INPUT:
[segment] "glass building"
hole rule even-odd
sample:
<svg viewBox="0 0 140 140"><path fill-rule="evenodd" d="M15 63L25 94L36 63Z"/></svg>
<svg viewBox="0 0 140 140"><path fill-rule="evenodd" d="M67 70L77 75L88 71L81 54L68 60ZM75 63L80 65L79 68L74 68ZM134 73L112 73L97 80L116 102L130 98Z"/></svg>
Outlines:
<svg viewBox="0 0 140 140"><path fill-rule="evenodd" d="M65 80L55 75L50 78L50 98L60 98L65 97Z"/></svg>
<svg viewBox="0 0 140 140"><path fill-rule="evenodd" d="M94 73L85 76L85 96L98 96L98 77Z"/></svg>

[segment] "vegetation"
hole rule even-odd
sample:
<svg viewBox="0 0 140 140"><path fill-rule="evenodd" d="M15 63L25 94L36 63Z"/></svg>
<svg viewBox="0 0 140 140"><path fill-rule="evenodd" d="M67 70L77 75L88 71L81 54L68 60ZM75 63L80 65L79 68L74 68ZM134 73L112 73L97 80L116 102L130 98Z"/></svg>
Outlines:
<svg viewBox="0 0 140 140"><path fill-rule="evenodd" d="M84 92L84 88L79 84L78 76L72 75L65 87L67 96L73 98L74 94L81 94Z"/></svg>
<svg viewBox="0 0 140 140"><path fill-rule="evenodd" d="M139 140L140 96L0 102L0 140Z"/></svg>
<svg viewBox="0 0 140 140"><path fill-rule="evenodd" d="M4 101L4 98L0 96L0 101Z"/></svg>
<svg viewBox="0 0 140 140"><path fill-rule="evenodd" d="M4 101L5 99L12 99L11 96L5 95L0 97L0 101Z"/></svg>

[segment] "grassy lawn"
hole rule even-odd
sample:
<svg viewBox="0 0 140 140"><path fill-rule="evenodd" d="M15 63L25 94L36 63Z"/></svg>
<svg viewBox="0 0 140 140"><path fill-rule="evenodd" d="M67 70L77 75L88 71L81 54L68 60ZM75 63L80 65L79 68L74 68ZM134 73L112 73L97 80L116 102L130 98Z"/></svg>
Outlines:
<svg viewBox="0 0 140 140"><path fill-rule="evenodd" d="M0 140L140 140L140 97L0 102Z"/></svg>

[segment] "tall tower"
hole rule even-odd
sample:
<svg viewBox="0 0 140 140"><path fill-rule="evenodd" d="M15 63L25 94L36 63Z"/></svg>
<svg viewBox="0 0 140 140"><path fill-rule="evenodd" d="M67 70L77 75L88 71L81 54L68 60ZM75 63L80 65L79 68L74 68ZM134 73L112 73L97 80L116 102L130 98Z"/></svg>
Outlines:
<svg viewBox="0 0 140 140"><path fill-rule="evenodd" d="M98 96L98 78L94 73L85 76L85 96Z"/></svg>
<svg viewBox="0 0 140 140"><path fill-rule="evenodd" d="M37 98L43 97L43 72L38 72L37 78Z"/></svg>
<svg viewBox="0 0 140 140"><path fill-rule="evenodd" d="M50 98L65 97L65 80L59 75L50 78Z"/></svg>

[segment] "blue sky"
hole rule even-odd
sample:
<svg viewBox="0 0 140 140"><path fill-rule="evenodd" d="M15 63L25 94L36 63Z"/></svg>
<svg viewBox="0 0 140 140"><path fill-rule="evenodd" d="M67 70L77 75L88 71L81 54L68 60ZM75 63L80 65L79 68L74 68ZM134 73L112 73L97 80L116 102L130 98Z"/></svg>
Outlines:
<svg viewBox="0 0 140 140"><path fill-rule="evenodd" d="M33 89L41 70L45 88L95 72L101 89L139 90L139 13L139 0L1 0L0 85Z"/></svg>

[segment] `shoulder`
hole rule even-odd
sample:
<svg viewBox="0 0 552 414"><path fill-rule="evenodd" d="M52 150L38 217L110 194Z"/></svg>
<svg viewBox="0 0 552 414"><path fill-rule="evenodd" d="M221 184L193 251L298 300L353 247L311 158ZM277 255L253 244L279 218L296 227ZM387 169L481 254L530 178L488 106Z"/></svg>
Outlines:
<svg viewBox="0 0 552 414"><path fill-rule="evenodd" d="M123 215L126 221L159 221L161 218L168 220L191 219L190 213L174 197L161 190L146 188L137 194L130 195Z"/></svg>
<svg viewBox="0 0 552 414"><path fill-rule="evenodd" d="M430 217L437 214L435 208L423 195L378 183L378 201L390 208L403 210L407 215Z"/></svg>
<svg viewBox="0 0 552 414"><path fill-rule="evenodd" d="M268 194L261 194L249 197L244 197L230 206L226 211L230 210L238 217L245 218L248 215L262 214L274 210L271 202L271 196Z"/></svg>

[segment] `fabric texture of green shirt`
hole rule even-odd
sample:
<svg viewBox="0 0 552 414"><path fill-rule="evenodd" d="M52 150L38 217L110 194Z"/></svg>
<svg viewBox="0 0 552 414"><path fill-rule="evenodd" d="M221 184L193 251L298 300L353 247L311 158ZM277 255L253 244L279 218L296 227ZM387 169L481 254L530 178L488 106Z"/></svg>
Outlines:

GIVEN TASK: Starting at the beginning of the data and ending with the line that contains "73L85 76L85 96L98", set out each line as a numbered list, omitting any blank lines.

RIGHT ANSWER:
1. [segment] "glass building"
2. hole rule even-odd
3. sample:
4. <svg viewBox="0 0 140 140"><path fill-rule="evenodd" d="M15 63L25 94L36 63Z"/></svg>
5. <svg viewBox="0 0 140 140"><path fill-rule="evenodd" d="M67 70L77 75L88 71L81 54L68 60ZM75 63L80 65L79 68L74 68ZM134 73L112 73L97 80L116 102L130 98Z"/></svg>
6. Outlines:
7. <svg viewBox="0 0 140 140"><path fill-rule="evenodd" d="M65 80L55 75L50 78L50 98L60 98L65 97Z"/></svg>
8. <svg viewBox="0 0 140 140"><path fill-rule="evenodd" d="M94 73L85 76L85 96L98 96L98 77Z"/></svg>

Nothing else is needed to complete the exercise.